Extract each line of the listing below that contains the word "blue", matching case exactly.

-- start Stored data --

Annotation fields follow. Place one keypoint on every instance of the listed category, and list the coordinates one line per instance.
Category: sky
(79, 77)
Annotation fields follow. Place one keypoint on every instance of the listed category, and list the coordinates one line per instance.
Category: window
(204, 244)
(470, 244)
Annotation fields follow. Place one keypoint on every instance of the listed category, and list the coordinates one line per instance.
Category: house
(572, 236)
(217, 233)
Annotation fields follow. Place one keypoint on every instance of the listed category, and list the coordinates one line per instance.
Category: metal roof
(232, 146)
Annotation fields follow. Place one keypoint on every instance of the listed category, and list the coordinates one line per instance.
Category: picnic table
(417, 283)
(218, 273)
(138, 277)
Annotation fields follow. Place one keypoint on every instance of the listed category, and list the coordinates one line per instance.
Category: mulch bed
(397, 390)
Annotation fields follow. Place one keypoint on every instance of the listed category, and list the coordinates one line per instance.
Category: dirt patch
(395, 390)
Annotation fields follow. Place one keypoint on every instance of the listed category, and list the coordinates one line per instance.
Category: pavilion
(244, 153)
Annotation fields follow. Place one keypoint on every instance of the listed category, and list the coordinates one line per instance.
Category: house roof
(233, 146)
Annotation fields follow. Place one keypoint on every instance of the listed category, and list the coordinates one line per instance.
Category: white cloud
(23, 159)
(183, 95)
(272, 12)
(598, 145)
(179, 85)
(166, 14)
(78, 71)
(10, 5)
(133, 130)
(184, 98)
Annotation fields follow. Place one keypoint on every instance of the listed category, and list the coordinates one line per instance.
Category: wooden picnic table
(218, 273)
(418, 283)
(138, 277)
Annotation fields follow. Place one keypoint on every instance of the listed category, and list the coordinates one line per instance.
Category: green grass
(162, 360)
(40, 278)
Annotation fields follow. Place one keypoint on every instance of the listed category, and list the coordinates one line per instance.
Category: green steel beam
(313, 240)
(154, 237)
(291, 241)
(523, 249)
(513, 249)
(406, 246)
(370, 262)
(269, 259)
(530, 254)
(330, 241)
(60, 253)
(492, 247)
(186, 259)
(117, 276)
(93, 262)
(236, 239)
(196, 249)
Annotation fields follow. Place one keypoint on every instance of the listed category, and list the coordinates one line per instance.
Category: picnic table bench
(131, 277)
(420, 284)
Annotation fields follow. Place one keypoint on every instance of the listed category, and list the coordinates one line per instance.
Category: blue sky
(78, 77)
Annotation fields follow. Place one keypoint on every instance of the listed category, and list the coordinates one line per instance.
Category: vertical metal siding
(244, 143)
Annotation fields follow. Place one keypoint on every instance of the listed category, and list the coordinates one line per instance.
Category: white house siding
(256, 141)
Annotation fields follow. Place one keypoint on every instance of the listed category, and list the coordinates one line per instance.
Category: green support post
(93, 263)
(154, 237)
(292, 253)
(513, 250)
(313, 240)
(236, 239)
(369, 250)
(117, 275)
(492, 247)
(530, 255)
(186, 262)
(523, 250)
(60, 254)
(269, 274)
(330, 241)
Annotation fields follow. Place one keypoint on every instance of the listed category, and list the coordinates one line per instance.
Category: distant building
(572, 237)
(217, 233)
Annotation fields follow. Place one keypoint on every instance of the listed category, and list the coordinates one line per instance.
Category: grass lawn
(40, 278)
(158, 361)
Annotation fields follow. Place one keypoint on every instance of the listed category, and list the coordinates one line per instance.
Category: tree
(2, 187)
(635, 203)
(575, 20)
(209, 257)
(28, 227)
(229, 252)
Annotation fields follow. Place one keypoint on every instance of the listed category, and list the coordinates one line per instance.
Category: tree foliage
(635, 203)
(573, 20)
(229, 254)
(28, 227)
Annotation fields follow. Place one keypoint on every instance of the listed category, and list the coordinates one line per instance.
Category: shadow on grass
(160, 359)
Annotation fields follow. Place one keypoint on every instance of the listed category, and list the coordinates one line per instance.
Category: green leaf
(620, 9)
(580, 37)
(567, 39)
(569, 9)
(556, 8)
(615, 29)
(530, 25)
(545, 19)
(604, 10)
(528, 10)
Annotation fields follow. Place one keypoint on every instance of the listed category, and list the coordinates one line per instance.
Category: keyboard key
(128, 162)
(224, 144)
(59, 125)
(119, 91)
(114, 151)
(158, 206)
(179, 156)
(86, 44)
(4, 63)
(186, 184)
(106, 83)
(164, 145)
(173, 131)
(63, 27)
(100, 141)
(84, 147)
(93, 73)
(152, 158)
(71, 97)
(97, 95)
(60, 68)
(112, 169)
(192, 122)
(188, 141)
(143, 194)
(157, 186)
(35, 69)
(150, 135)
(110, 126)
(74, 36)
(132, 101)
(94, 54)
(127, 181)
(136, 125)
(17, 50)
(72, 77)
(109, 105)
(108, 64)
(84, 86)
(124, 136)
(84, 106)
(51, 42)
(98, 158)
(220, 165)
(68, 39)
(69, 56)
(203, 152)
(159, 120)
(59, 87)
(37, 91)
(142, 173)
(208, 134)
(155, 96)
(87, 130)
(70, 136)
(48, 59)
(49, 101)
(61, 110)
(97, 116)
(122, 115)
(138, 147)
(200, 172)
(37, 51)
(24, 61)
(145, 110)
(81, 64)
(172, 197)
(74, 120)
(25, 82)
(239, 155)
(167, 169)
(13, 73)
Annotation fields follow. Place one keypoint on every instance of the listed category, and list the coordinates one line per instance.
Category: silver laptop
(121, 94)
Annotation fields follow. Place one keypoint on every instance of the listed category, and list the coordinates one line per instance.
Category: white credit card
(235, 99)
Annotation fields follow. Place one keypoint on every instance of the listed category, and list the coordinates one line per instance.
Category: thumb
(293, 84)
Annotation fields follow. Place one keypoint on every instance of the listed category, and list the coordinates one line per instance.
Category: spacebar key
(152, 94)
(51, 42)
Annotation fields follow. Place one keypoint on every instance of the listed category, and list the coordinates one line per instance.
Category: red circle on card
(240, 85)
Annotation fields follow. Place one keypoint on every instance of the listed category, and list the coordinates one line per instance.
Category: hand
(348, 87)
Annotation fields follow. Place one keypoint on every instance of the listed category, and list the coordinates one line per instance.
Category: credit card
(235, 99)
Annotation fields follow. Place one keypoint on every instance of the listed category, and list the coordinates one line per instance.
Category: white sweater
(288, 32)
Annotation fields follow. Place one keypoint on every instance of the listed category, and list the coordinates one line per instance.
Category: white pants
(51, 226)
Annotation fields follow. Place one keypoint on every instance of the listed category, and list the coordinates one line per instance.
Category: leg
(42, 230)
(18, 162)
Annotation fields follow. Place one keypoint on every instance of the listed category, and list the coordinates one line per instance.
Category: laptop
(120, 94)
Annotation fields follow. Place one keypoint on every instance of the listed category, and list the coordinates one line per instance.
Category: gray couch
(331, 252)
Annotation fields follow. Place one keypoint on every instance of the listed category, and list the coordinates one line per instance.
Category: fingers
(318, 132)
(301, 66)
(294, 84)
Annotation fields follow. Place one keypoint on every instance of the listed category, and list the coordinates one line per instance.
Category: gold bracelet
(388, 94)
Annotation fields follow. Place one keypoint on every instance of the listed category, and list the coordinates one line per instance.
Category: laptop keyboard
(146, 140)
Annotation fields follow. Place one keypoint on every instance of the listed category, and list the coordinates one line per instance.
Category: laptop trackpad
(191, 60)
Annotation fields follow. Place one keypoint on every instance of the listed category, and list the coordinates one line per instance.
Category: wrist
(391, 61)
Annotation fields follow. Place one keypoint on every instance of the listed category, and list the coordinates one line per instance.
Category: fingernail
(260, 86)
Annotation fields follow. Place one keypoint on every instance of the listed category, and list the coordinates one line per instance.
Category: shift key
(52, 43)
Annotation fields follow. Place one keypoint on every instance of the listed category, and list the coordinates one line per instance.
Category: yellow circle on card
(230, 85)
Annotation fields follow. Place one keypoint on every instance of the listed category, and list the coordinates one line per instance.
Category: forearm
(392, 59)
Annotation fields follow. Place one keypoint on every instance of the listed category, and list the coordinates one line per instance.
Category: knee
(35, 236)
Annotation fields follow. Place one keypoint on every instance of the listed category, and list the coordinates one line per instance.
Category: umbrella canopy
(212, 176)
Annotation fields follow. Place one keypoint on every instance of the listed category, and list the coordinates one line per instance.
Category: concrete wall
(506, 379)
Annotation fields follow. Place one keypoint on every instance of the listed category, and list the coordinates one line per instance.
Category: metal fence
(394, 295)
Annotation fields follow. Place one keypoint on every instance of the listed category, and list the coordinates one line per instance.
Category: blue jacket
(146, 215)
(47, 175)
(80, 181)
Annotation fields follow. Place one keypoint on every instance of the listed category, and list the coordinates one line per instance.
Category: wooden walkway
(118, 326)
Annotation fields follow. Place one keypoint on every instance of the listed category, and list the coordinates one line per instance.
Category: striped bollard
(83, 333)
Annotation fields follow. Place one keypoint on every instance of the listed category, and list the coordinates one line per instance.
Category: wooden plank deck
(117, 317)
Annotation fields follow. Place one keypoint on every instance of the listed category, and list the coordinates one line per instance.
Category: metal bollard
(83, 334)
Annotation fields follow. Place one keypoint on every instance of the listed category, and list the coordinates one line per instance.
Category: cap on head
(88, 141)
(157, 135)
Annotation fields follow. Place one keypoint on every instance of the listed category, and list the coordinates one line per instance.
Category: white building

-- end Stored data --

◆ **Written solution**
Category: blue sky
Category: blue jacket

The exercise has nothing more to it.